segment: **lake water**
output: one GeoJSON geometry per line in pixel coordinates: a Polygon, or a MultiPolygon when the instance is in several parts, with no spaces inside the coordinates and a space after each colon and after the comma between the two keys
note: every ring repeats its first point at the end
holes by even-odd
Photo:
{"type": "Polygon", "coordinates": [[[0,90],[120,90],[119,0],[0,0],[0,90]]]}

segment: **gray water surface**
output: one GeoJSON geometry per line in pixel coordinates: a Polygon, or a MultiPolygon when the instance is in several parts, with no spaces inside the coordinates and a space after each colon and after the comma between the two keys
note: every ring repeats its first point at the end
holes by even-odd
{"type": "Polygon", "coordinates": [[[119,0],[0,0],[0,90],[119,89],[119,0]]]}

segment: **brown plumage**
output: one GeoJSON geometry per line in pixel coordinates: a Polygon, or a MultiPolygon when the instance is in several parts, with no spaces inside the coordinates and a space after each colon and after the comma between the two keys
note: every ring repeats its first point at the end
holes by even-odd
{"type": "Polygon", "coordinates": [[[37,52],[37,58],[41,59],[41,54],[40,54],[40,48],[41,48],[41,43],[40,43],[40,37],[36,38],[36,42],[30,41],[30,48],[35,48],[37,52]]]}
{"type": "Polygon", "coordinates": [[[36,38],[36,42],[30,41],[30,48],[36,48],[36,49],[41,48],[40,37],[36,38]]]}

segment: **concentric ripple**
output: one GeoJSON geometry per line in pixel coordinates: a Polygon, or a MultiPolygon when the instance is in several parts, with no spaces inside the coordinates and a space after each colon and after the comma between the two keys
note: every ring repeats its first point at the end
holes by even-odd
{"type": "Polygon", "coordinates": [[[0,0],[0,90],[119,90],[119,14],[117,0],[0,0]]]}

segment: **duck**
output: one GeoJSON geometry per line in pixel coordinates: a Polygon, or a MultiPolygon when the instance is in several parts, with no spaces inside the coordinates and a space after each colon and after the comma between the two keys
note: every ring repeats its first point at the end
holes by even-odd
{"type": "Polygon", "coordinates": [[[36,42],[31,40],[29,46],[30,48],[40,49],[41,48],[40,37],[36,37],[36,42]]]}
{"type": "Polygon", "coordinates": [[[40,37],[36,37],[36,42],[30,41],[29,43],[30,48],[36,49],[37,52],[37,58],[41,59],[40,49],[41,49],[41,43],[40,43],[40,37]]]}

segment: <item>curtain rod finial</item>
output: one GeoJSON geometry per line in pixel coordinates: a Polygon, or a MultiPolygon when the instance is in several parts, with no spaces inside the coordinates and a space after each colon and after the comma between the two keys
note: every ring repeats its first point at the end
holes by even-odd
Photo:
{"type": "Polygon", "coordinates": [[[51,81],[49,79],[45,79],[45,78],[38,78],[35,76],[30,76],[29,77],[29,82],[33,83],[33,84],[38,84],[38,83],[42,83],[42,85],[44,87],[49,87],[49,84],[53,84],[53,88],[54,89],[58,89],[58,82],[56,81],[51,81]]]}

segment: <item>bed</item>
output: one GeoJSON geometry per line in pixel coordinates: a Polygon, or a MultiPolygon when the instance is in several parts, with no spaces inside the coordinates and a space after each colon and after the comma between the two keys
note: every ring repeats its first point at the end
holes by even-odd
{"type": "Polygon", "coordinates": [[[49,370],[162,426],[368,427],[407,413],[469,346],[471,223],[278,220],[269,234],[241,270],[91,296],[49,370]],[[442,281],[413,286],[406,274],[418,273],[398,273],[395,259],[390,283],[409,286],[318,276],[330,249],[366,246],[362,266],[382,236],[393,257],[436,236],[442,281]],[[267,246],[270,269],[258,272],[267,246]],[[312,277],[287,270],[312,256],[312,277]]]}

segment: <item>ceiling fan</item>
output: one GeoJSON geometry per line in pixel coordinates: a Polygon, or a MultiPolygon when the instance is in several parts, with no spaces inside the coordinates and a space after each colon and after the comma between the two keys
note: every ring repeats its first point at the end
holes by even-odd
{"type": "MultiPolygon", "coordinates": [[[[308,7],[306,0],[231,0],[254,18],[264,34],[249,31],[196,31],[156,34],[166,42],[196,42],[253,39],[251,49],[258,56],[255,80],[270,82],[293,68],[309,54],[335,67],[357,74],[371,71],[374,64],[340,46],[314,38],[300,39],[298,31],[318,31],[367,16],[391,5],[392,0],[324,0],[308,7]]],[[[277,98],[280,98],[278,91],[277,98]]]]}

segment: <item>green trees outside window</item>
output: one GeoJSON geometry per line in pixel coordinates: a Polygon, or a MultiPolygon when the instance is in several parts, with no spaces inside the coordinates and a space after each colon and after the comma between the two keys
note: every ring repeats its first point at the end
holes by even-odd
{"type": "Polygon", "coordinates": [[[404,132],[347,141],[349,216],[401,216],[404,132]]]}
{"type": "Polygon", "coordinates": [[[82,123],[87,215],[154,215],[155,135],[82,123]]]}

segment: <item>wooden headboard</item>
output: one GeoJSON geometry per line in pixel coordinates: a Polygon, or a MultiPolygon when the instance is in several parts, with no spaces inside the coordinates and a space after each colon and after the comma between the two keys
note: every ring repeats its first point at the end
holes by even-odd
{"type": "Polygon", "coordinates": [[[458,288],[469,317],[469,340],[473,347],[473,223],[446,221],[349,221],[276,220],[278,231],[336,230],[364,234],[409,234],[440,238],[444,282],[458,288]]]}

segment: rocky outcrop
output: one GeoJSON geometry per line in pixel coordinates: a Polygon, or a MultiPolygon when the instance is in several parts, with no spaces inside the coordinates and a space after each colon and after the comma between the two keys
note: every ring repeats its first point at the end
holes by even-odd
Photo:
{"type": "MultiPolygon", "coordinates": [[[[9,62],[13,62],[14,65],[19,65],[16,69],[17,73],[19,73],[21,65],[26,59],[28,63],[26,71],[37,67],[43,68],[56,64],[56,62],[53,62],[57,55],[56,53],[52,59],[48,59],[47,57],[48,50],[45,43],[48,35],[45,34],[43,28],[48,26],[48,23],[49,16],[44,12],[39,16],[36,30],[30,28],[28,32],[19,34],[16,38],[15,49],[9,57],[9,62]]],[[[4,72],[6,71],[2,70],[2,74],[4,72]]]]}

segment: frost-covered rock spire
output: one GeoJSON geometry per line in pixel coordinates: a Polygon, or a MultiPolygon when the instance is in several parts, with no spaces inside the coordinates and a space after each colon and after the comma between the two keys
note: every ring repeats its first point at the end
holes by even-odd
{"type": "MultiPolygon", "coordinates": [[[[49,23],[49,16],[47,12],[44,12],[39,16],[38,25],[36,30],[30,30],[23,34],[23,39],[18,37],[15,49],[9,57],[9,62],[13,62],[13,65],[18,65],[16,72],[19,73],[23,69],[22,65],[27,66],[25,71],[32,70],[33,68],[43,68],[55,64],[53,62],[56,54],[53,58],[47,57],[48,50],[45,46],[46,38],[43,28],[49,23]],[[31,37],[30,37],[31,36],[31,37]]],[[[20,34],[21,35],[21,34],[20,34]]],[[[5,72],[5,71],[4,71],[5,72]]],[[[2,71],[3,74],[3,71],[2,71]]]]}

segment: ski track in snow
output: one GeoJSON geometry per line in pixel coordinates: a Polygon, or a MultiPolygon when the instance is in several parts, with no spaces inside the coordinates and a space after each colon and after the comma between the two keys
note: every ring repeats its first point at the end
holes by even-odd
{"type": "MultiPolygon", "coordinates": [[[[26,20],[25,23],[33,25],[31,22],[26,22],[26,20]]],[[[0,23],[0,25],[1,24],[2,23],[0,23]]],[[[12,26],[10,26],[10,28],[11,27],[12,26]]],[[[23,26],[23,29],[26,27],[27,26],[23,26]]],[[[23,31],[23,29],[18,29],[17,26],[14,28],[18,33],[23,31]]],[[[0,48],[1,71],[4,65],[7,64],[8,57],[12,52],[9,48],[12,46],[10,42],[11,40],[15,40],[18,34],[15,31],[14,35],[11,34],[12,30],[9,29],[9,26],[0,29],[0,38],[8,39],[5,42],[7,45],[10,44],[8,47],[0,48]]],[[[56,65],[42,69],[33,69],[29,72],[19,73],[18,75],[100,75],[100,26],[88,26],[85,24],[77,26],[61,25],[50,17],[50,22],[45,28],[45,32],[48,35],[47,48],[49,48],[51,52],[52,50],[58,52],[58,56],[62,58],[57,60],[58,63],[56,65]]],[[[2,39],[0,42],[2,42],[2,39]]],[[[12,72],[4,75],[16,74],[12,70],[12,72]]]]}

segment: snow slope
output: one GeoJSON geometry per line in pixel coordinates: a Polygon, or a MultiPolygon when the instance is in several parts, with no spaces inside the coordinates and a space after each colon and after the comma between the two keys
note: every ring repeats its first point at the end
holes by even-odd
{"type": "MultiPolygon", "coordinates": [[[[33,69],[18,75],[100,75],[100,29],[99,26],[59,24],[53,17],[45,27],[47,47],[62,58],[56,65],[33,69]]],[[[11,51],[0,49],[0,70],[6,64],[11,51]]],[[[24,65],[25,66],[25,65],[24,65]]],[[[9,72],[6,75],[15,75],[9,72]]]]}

========

**What you need to do**:
Show the lines of the material that contain the word "water".

**Solution**:
segment: **lake water**
segment: **gray water surface**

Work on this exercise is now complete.